■ Avec ces informations:
A – Résumez en deux phrases le texte sur les sondages d'opinion coloniaux d'avant 1940.
B – Poursuivez le texte sur les sondages d'opinion coloniaux d'avant 1940 à partir de sa dernière phrase.

■ Texte proposé:

Un discours discret, tronqué, et ambigu sur les sondages

            En ce qui concerne les sondages antérieurs à 1940 :    

            Comme nous l’avons indiqué plus haut, l’historienne Lemaire évoque le sujet dans la démonstration qu’elle tente de faire sur la propagande coloniale dans une contribution du livre Culture Impériale, intitulée Promouvoir : fabriquer du colonial (p.45).

            En conclusion de ce texte, elle écrit :

            Aussi, aux questions de savoir comment apprécier à partir de la presse, des débats parlementaires ou des élections- ce que pensaient réellement les Français sur l’Empire, ou tenter de mesurer ce qu’ils savaient, ce qu’ils ignoraient, on peut, avec d’infimes (sic) précautions, se servir notamment des sondages réalisés à l’époque. En les reprenant comme indicateurs de l’imprégnation de l’idée impériale en métropole, nous savons qu’à la question posée par l’IFOP à la fin de décembre 1938 : « Pensez–vous que la France doit rendre à l’Allemagne les colonies qui nous ont été confiées par la SDN ? » 70% des Français interrogées répondirent non, 22% oui, 8% ne se prononçant pas. Ces chiffres révèlent un changement d’opinion au cours de cette année 1938, en raisons d’une propagande qui a exploité la menace qui pesait sur l’Empire…. Cela reflète les positions du Parlement et du Sénat, le gouvernement déclarant préférer un « conflit armé » que de céder un « pouce de l’Empire »

            Ce sentiment est alors partagé par 53% des Français qui, lors d’un sondage de l’IFOP en février 1939, déclarent que « céder un morceau de notre Empire colonial est aussi pénible que de devoir céder un morceau du territoire national ». Un tel discours aurait été impensable un quart de siècle plus tôt. Mais en réalité, malgré cette réelle évolution, ce dernier sondage montre clairement que les Français attendaient plus de l’Empire qu’ils n’étaient prêts à lui sacrifier. Ainsi, le soutien de la France d’outre-mer était bien ancré dans les esprits. (p.58)

            Notre premier commentaire : remarques pertinentes sur la méthode, en début de propos, au sujet du problème posé par l’évaluation de l’état de l’opinion en matière coloniale, mais pourquoi ne pas en avoir tiré profit dans son analyse de la propagande coloniale et de ses effets, comme nous l’avons vu dans le chapitre précédent. Ce qu’elle n’a pas fait !

            L’historienne s’est abstenue, d’autre part, de citer le sondage d’octobre 1938, dont les résultats étaient assez différents, puisqu’à la question : «  Pensez-vous qu’il faut donner des colonies à l’Allemagne ? » 59% des Français interrogés avaient répondu oui, 33% non, 8% ne sachant pas.

            Donc 33% non, au lieu de 70% !

            En ce qui concerne le sondage de février 1939, il est dommage également  que l’historienne n’ait pas donné les résultats de la première question qui étaient assez différents.

■ Documents fournis:
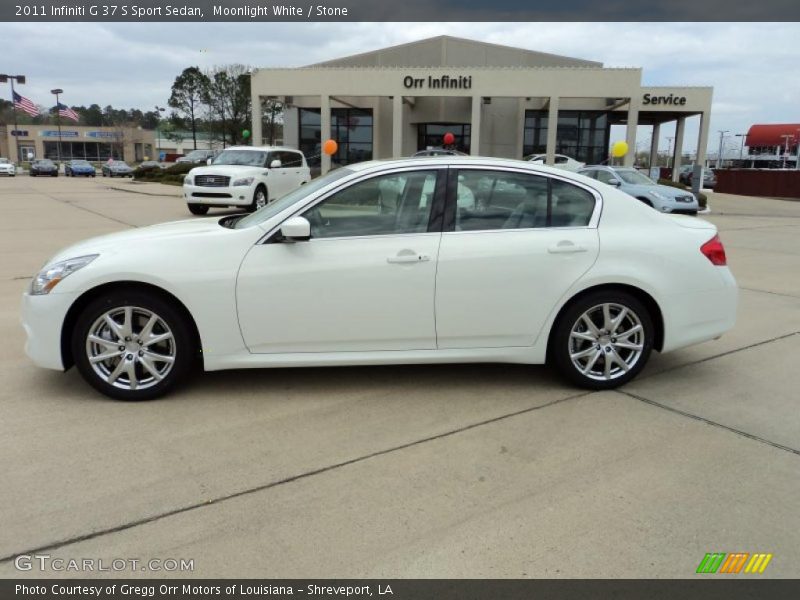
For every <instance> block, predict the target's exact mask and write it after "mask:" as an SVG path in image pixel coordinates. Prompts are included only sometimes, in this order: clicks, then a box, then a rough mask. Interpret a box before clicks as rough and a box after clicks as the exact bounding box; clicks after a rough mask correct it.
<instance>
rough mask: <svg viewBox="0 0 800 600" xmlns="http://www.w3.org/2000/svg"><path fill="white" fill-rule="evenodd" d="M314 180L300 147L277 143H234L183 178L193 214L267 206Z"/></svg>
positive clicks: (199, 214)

■ Réponses aux consignes:
A – Le texte cite la conclusion de l'historienne Lemaire, qui se sert de sondages de l'IFOP pour mesurer l'imprégnation de l'idée impériale en métropole : en décembre 1938, 70 % des Français interrogés refusaient de rendre à l'Allemagne les colonies confiées par la SDN, et en février 1939, 53 % jugeaient aussi pénible de céder un morceau de l'Empire qu'un morceau du territoire national. L'auteur lui reproche de ne pas avoir tiré profit de ses remarques de méthode dans son analyse de la propagande coloniale, d'avoir omis le sondage d'octobre 1938, où 59 % répondaient oui et 33 % non à la question de donner des colonies à l'Allemagne, et de ne pas avoir donné les résultats de la première question du sondage de février 1939.

B –
            A la question posée aux Français de savoir « s’ils sont décidés à se battre plutôt que de céder la moindre partie de nos possessions coloniales », 44% répondirent non, 40% oui, 16% ne sachant pas.

            L’historien Ageron concluait au sujet des Français: Au moins ils sont perplexes, car ces majorités sont peu nettes.  (p.70,RFOM)

            Ce que l’on peut dire c’est que l’opinion publique était très partagée, volatile, et qu’elle était beaucoup plus soumise à l’évolution des tensions internationales, à l’approche de la deuxième guerre mondiale qu’à des convictions coloniales solidement ancrées… dans les consciences (CI/p.59).

            Il semblerait donc que l’évolution de l’opinion ait plus suivi celle de la situation internationale et de ses menaces de guerre que celle d’une propagande coloniale plus efficace.

            L’historien Ageron cite un autre sondage qui n’a pas été effectué dans les règles de l’art, mais dont les enseignements sont très intéressants, compte tenu de la couleur politique du journal et du chiffre important de lecteurs qui ont manifesté leur opinion. (RFHOM-286-p,66)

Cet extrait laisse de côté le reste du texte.